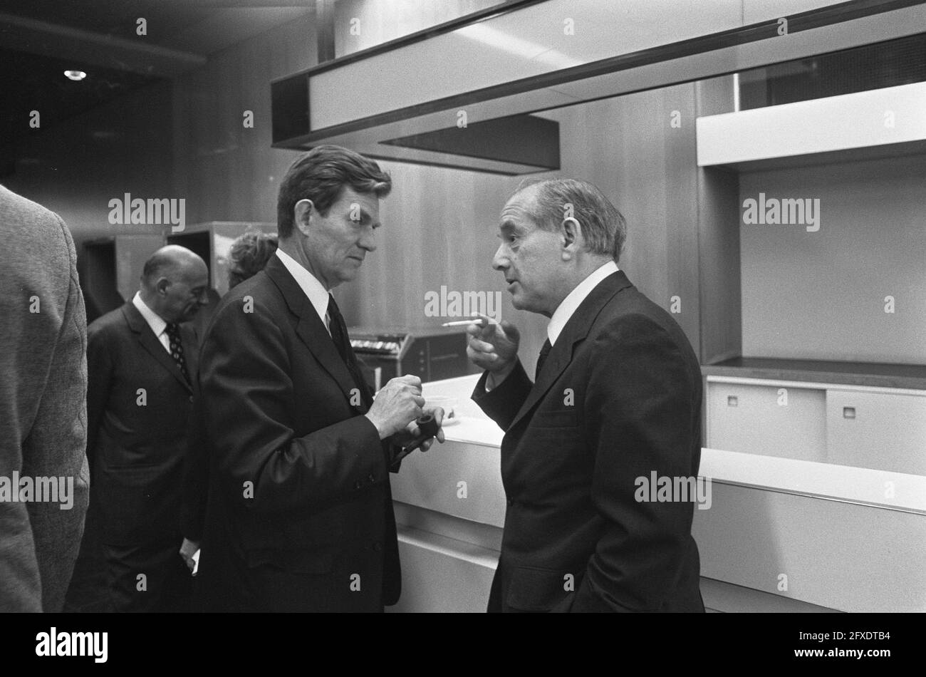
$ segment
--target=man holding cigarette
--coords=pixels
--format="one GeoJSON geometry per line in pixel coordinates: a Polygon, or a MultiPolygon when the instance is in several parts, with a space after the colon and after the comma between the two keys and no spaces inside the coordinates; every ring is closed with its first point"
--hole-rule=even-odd
{"type": "Polygon", "coordinates": [[[590,183],[517,192],[493,267],[514,307],[550,318],[532,383],[508,322],[469,330],[473,399],[506,431],[507,497],[490,611],[703,611],[688,501],[636,479],[694,477],[701,371],[688,340],[617,261],[623,217],[590,183]]]}
{"type": "Polygon", "coordinates": [[[216,310],[198,395],[210,447],[205,610],[382,611],[398,601],[389,471],[420,433],[421,382],[393,379],[374,401],[330,294],[375,251],[391,187],[345,148],[299,157],[280,187],[276,254],[216,310]]]}

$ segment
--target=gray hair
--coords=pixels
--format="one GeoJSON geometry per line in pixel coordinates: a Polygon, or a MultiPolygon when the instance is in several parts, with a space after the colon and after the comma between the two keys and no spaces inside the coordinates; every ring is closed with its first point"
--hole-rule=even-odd
{"type": "Polygon", "coordinates": [[[535,189],[533,202],[526,207],[544,231],[558,232],[571,216],[582,226],[588,251],[620,258],[627,239],[627,221],[597,186],[576,179],[550,179],[528,186],[535,189]]]}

_ _ _ _

_Objective_
Reproduce all of the data above line for line, leaving out the pictures.

_Answer to the problem_
$ segment
--target=man holding cigarette
--coords=pixels
--format="one GeoJSON geometry per line in pixel coordinates: a Polygon, or a MultiPolygon when the instance is in several parts, with a space after the colon and after the comma between the two keys and no spaces inside the coordinates; every ring is closed with its first point"
--hole-rule=even-odd
{"type": "Polygon", "coordinates": [[[590,183],[517,192],[493,267],[514,307],[550,318],[532,383],[508,322],[469,330],[473,399],[506,431],[507,497],[490,611],[703,611],[688,501],[636,479],[694,477],[701,371],[688,340],[617,261],[623,217],[590,183]]]}
{"type": "Polygon", "coordinates": [[[216,310],[198,395],[210,447],[205,610],[382,611],[398,601],[389,471],[420,433],[421,382],[393,379],[374,401],[330,294],[375,251],[391,187],[345,148],[299,157],[280,187],[276,254],[216,310]]]}

$ segment
--target=gray hair
--coords=pixels
--format="one GeoJSON geometry per line in pixel coordinates: a Polygon, or a MultiPolygon when the instance is in several parts, with a space after the colon and after the comma between the two keys and no spaces inside the coordinates; every ring is closed with its first point"
--hole-rule=even-odd
{"type": "Polygon", "coordinates": [[[535,189],[533,202],[526,207],[544,231],[558,232],[571,216],[582,226],[588,251],[620,258],[627,239],[627,221],[597,186],[576,179],[550,179],[528,186],[535,189]]]}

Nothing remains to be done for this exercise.